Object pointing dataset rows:
[start]

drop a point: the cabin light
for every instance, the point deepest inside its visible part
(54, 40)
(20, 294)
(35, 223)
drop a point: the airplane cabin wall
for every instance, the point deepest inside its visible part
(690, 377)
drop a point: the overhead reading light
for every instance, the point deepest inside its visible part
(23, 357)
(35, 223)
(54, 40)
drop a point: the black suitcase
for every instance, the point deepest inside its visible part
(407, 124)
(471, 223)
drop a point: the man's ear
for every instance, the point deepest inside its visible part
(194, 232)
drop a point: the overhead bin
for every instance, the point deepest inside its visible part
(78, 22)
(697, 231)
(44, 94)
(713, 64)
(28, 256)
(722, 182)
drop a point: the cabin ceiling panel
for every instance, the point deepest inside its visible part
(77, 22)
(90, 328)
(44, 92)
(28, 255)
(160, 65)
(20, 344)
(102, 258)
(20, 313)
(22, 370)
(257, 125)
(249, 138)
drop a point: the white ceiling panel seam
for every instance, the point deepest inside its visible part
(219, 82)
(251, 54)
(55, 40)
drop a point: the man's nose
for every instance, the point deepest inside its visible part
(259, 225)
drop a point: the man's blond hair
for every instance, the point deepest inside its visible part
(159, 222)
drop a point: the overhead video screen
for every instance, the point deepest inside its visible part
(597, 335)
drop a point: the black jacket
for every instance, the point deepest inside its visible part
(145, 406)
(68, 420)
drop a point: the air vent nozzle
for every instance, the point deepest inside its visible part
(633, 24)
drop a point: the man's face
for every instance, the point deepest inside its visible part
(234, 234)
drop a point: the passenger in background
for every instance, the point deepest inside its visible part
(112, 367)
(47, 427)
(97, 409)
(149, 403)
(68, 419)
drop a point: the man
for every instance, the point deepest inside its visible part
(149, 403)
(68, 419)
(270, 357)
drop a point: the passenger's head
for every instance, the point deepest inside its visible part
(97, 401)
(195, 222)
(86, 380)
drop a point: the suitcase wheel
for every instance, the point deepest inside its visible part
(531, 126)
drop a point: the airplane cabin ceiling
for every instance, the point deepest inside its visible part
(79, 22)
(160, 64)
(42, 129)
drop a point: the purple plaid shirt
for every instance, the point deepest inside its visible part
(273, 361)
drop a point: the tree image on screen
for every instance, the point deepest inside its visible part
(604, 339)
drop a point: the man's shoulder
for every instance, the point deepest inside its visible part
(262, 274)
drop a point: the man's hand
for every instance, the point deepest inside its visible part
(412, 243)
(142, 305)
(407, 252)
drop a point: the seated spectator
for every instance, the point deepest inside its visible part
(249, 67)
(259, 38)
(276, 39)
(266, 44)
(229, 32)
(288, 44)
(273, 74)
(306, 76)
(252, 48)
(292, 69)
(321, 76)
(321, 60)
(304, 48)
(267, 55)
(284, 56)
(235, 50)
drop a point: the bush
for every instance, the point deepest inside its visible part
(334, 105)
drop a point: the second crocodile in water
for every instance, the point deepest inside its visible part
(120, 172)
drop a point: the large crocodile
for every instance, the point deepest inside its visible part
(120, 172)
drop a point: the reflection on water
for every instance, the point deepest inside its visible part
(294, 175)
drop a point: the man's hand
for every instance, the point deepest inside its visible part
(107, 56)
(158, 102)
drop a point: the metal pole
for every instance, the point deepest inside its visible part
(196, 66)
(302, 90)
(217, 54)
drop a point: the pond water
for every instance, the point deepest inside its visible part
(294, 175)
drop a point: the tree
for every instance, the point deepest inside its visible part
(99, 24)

[end]

Extract all of the data shown above and repeat it verbatim.

drop a point: the cabin light
for every instance, the point deepest inside its visible part
(54, 40)
(20, 294)
(35, 223)
drop a point: the airplane cabin wall
for every instance, the point deepest inside its visible part
(690, 377)
drop a point: the overhead reading light
for every instance, the point deepest inside its visible part
(23, 357)
(35, 223)
(54, 40)
drop a point: the black suitcase
for every instance, the point deepest inside its visible part
(407, 124)
(471, 223)
drop a point: the man's ear
for every instance, the point deepest inside its visible part
(194, 232)
drop a point: the overhead bin
for every instance, the point deepest inside its visible part
(78, 22)
(697, 231)
(44, 94)
(713, 64)
(28, 256)
(722, 182)
drop a point: the cabin ceiling panel
for every instance, the point deepest inside its visible part
(77, 22)
(90, 328)
(44, 92)
(28, 255)
(160, 65)
(20, 344)
(102, 258)
(20, 313)
(22, 370)
(257, 125)
(249, 138)
drop a point: the white ceiling panel seam
for every instance, the point deepest inside its visible part
(219, 82)
(251, 54)
(55, 40)
drop a point: the man's nose
for every instance, the point deepest inside its visible part
(259, 225)
drop a point: the man's blond hair
for every instance, the point deepest inside its visible part
(159, 222)
drop a point: the overhead video screen
for every instance, the point deepest inside its visible part
(597, 335)
drop a point: the black jacket
for every instance, the point deepest inside its visible part
(145, 406)
(68, 420)
drop a point: the air vent nozzle
for every instance, the point deepest inside its visible part
(633, 24)
drop a point: the man's face
for every instance, the point deepest inside its visible part
(234, 234)
drop a point: the passenger in background
for every instance, the point deepest inside its visible part
(112, 367)
(47, 427)
(97, 409)
(149, 403)
(68, 419)
drop a point: the man
for every instance, the point deepest inside its visible part
(149, 403)
(68, 419)
(270, 357)
drop a point: the passenger's head
for every instance, the point deepest inside its visible part
(97, 401)
(195, 222)
(86, 380)
drop a point: the suitcase wheel
for every instance, the point deepest inside its visible part
(531, 126)
drop a point: the airplane cabin ceiling
for every instance, the point deepest inside its visible part
(79, 22)
(160, 64)
(42, 129)
drop a point: the purple plaid shirt
for every instance, the point deepest inside its visible part
(273, 361)
drop a point: the tree image on screen
for every instance, the point deepest inside its visible part
(604, 339)
drop a point: the man's shoulder
for every instance, the point deepest inside its visible part
(262, 274)
drop a point: the man's hand
for every instance, the point deepest inside its visible part
(412, 243)
(142, 305)
(407, 252)
drop a point: the seated spectator
for every instance, the point deepest inside its visible part
(249, 67)
(259, 38)
(276, 39)
(266, 44)
(229, 32)
(288, 44)
(273, 74)
(306, 76)
(252, 48)
(292, 69)
(321, 76)
(321, 60)
(304, 48)
(267, 55)
(284, 56)
(235, 50)
drop a point: the bush
for every instance, the point deepest inside its visible part
(334, 105)
drop a point: the second crocodile in water
for every instance, the point deepest inside its visible part
(120, 172)
drop a point: the large crocodile
for every instance, the point deepest inside its visible part
(120, 172)
drop a point: the reflection on water
for every instance, the point deepest inside its visible part
(294, 175)
drop a point: the man's hand
for every instance, the point deepest inside its visible part
(107, 56)
(158, 102)
drop a point: the metal pole
for every instance, the point deepest inside its visible part
(196, 66)
(302, 90)
(217, 54)
drop a point: the pond water
for every instance, the point deepest inside its visible part
(294, 175)
drop a point: the tree
for every instance, the point deepest inside its visible part
(99, 24)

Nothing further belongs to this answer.